WHAT YOU ARE ASKED TO DO |
Set all the material down again unchanged, without the pictures.

INPUT |

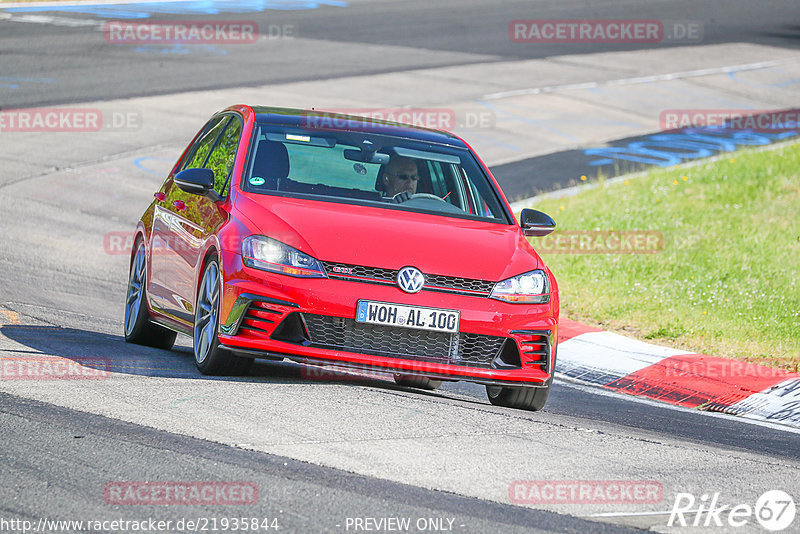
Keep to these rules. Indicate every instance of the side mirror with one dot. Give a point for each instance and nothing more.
(195, 181)
(534, 223)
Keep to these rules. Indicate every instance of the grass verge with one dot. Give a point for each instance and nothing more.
(724, 283)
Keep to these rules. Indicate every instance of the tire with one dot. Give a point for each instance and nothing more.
(138, 327)
(420, 382)
(521, 398)
(209, 358)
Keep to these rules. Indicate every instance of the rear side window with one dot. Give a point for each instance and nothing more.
(216, 150)
(202, 147)
(223, 156)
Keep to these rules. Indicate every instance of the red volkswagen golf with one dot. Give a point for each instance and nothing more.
(338, 240)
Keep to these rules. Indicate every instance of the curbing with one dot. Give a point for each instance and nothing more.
(591, 355)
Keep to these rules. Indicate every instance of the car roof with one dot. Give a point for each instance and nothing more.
(304, 118)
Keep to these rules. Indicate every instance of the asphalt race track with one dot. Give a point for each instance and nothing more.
(326, 449)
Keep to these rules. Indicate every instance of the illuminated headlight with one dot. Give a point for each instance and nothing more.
(529, 288)
(267, 254)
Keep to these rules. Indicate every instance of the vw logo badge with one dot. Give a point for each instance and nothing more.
(410, 279)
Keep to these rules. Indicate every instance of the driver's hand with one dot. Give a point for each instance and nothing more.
(402, 196)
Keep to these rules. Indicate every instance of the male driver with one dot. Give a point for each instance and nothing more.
(400, 176)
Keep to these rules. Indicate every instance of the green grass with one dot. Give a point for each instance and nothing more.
(725, 283)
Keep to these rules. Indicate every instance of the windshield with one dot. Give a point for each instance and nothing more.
(374, 169)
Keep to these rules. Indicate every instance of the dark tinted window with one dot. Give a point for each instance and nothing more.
(347, 166)
(199, 152)
(223, 156)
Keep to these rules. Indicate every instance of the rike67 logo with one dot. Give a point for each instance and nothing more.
(774, 510)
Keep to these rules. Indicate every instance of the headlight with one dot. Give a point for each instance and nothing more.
(267, 254)
(529, 288)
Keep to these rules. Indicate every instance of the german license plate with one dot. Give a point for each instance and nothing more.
(387, 314)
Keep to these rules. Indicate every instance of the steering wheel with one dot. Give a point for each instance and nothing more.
(426, 195)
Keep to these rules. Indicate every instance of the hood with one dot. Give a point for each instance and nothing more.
(390, 238)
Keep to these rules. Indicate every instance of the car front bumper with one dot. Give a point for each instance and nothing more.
(312, 321)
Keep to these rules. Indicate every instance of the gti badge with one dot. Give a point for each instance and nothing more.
(410, 279)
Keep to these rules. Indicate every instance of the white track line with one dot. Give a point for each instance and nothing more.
(636, 80)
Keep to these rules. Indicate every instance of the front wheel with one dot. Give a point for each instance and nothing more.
(209, 358)
(521, 398)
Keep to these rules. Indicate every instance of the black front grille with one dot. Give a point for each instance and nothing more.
(433, 282)
(336, 333)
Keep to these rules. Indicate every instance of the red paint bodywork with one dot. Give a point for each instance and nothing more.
(362, 235)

SOLUTION TO THE EXERCISE |
Keep to these rules. Indicate every instance of the side mirror with one dot. Give a point for each instance and nothing more.
(195, 181)
(534, 223)
Keep to these rules. Indicate every instance of the grass verge with one dot. Give a point for each instance and nothing more.
(724, 283)
Keep to these rules. Indicate every instance of the tire with one dot. Give a point for each instance and nothing more.
(138, 327)
(420, 382)
(521, 398)
(209, 358)
Keep to these rules. Indicate every instance of the rear side window with one dot. Give a point for each instance and nothing more.
(216, 150)
(202, 147)
(223, 156)
Keep to these rules. Indicate every instance of the red volkswagen golf with one dot. Give a point for each instance and nothing more.
(338, 240)
Keep to these rules. Indicate every instance of the curbing with one dot. Give a point for each instance and nothing more.
(591, 355)
Keep to these rules. Indicate every instance of the car roof with one dot. Give a point for each instance and nothing more.
(304, 118)
Keep to these rules. Indicate every instance of the asphalt race track with one dot. Give a point for each instance and nothing more.
(326, 449)
Keep to these rules. Indicate every instance of the illuminated headlight with one dot. Give a point for each instance and nothing more.
(529, 288)
(267, 254)
Keep to these rules. Indicate every instance of the vw logo badge with one dot. Give a point for each instance and nothing more.
(410, 279)
Keep to these rules. Indicate every instance of the driver's hand with one dot. Give a point for each instance and nothing more.
(402, 196)
Keep to these rules. Indicate every instance of the male driver with one dot. Give a point for each instance and nothing more.
(400, 176)
Keep to these rules. Indicate every instance of the green grass with one dot. Give a point for each instance and nothing more.
(725, 283)
Keep to these rules. Indicate every instance of the windshield with one dot. Give a point for each instance and nothing more.
(374, 169)
Keep to these rules. Indicate every instance of the dark tinted window with one dot. Give a point for each instance and nothing more.
(347, 166)
(199, 152)
(223, 156)
Keep to these rules. Indicate every instance of the rike67 logo with one dot. Give a point for each instance and nothing more.
(774, 510)
Keep to these rules. Indicate every instance of the headlight with one dot. Give a point for each instance and nothing more.
(267, 254)
(529, 288)
Keep to these rules. Indicate every instance of the german license plate with one dot. Give a point for each instance and nothing more.
(387, 314)
Keep to these rules. Indicate every instance of the steering wheel with one dot. Give a point for each instance and nothing more.
(426, 195)
Keep to these rules. Indicate every instance of the hood with one dot. Give a point for each instance and nothing more.
(390, 238)
Keep to these rules. Indicate every instance of the car front bumper with one dot. Give a point for each instance and nothing more.
(312, 321)
Keep to these rules. Indicate every instance of the gti badge with one dot. Give a point for each instance and nothing more.
(410, 279)
Keep to these rules. Indicate every instance of the white track line with one dot. Give a point for each instance and nothing more.
(636, 80)
Keep to these rules. Indicate every instance of the front wheel with one dot. Give a point for each instance and nothing more.
(209, 358)
(521, 398)
Keep to these rules. Indicate every instance of the black front grille with one dot. Give a point for each instance and nothing more.
(433, 282)
(336, 333)
Keep to these rules. Indicate every instance of the red paint bodywork with one dot. Give a point for each instance and nothing more.
(362, 235)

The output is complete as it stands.